_PROVIDED PASSAGE_
Around ten years ago, while I was still in the service...

Last edited Wed Jul 10, 2013, 09:40 PM - Edit history (4)

On my way back home after duty I stopped by the local 7-11 on my weekly routine of buying some lotto tickets.

The clerk behind the counter told me that the store had just been robbed a few minutes before I walked in. The robber took the cash out of the register and ran out the door. I asked him if he called the cops, which he had and he also gave them a description of the robber. I asked him for the description as well, just in case, and he also told me what he looked like.

So, after picking up my tickets I jumped back in my car for the drive home, when lo and behold, I see the guy who fit the clerk's description of the robber walking down the street.

I didn't stop, I didn't even slow down, I didn't have own a cell phone at the time so the only way that I was going to report this guy's location was by getting to my townhouse and calling the cops from there. I did just that. I told them that I was just at the 7-11 that was robbed and the clerk gave me a description of the robber. They made me aware that they received a report of the robbery. I told them where and when I saw the person who fit the clerk's description of the robber and the 911 person told me that the police were on the way.

The clerk then informed me that they wanted to call me back, just in case after the call was over. They asked me for my name, which I made it very clear that I did not want to give it and they honored that request without a problem. The told me that they have my number from Caller ID and that's all they needed to both call me back and use for identification. A few minutes later, they did call me back and they told me that the police on the scene had taken the person, that I had reported seeing who had fit the description that they 7-11 clerk had given me, into custody.

That was all they needed and I was never contacted by the authorities again...

Of course, I'm about to relate how I view my own experience in regard to the Zimmerman case.

Unlike Z, I had a very good reason for thinking that someone who had just visited a 7-11... To rob it mind you, was someone that warranted close attention. Had the place not been robbed, or had I passed by that person walking down the street without me encountering the 7-11 clerk, there's nothing about that person whom I did drive by in my car, would make me think to take any notice of him.

I was situationally informed and observant enough to come to make a decision to report the guy that I saw. I was also confident that the authorities, The Hampton, VA Police Department, was both competent and efficient enough to handle the situation without my direct physical involvement. I also, thought enough of my own physical well-being to not get out of my car to follow around this guy who was described to me as a robber. Prior to that, I never felt that I needed to carry a weapon for my own personal safety.

Living in Virginia at the time, buying and owning a personal firearm would be pretty easy for me had I made the decision to do so. It's my own mindset alone which impelled me to make that determination. I had no desire to be an armed vigilante... Even in a neighborhood where a 7-11 was in fact robbed. To this day, I've never owned a firearm for any purpose.

_INFORMATION PROVIDED_

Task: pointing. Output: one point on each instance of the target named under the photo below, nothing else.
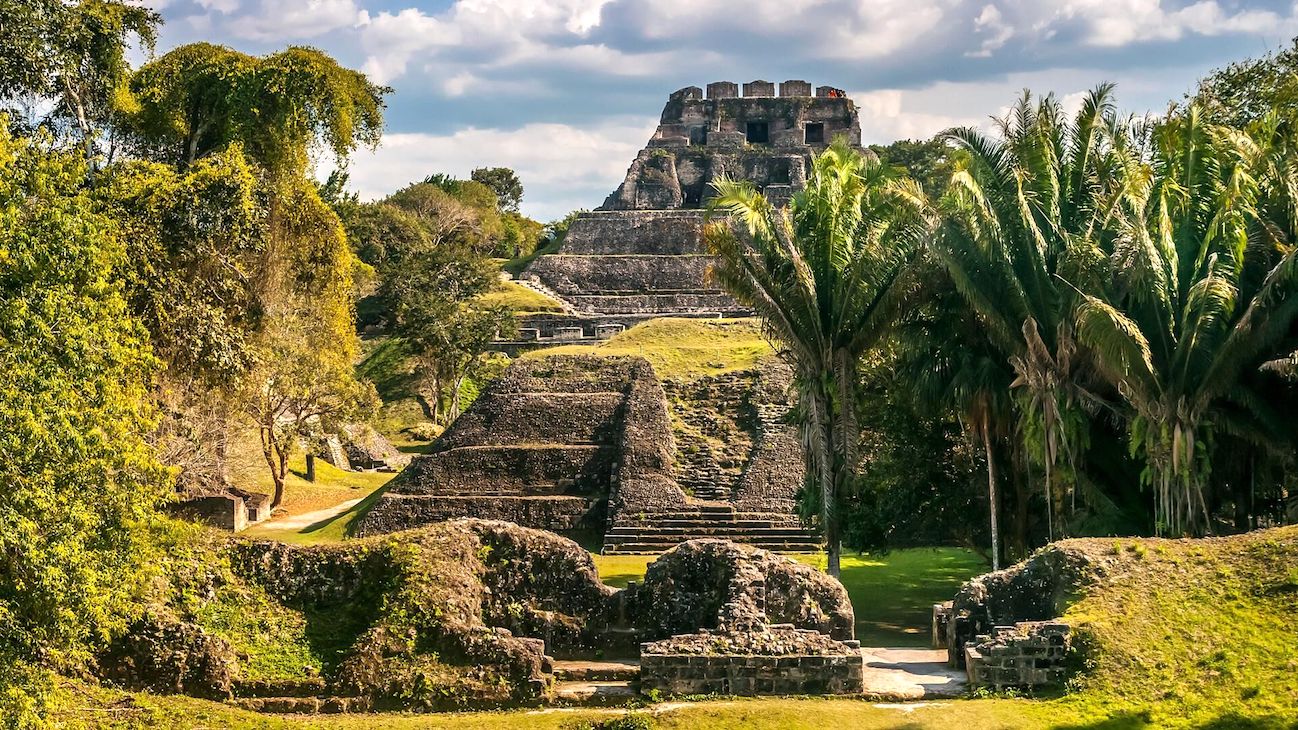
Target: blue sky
(566, 91)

_JOBS_
[a] Answer these questions about the 7-11 robbery account:
(i) What was the writer buying at the 7-11 on a weekly routine?
(ii) How did the 911 service say it had the writer's phone number?
(iii) Which police department does the writer name as competent and efficient?
[b] Write the next few sentences of the 7-11 robbery account, picking up right after its final sentence.

_RESULTS FOR THE EXERCISE_
[a]
(i) Lotto tickets.
(ii) From Caller ID.
(iii) The Hampton, VA Police Department.

[b]
To me, my own reaction to the situation was the best course of action. It also was an action that achieved a desirable result.

On the other hand, it's clear that Z's own actions did not speak to a mindset where he considered his own personal safety as paramount. His actions did not speak to a faith the authorities would resolve his concerns... But most of all, it's clear to me that profiled an innocent person, without any realistic justification of being a danger to either himself or his community.

He clearly discounted how his own actions and behavior are responsible for creating situation where some person on the street would consider himself problematic or even a threat. Why would he bring that kind of attention on himself if he felt that Martin would represent a threat to himself?

Z's own previous behavior, his assaults and incidents of domestic violence, not to mention his well documented confrontational attitude, if anything, says to me that he's grown bully. A bully who sought to make himself more capable to engage in bullying through both his desire to obtain MMA type training and that fact that he bought and armed himself with a loaded pistol.

Now, how could George Zimmerman eventually find himself in a situation where he was putting a bullet through the chest of Trayvon Martin? For me to understand this, it quite clear for me to assess what kind of person Zimmerman is.
I will stipulate that the following text is merely my own speculation. This isn't the kind of thing that one would hear in a court of law, but is based on my own observation of the human condition.

So, who do I think George Zimmerman is?

If anything, Zimmerman appears to be a creature born of some kind of self-perceived privilege. A person who had created his own position of unofficial authority in his community, even after not having the capability of achieving that status through official means.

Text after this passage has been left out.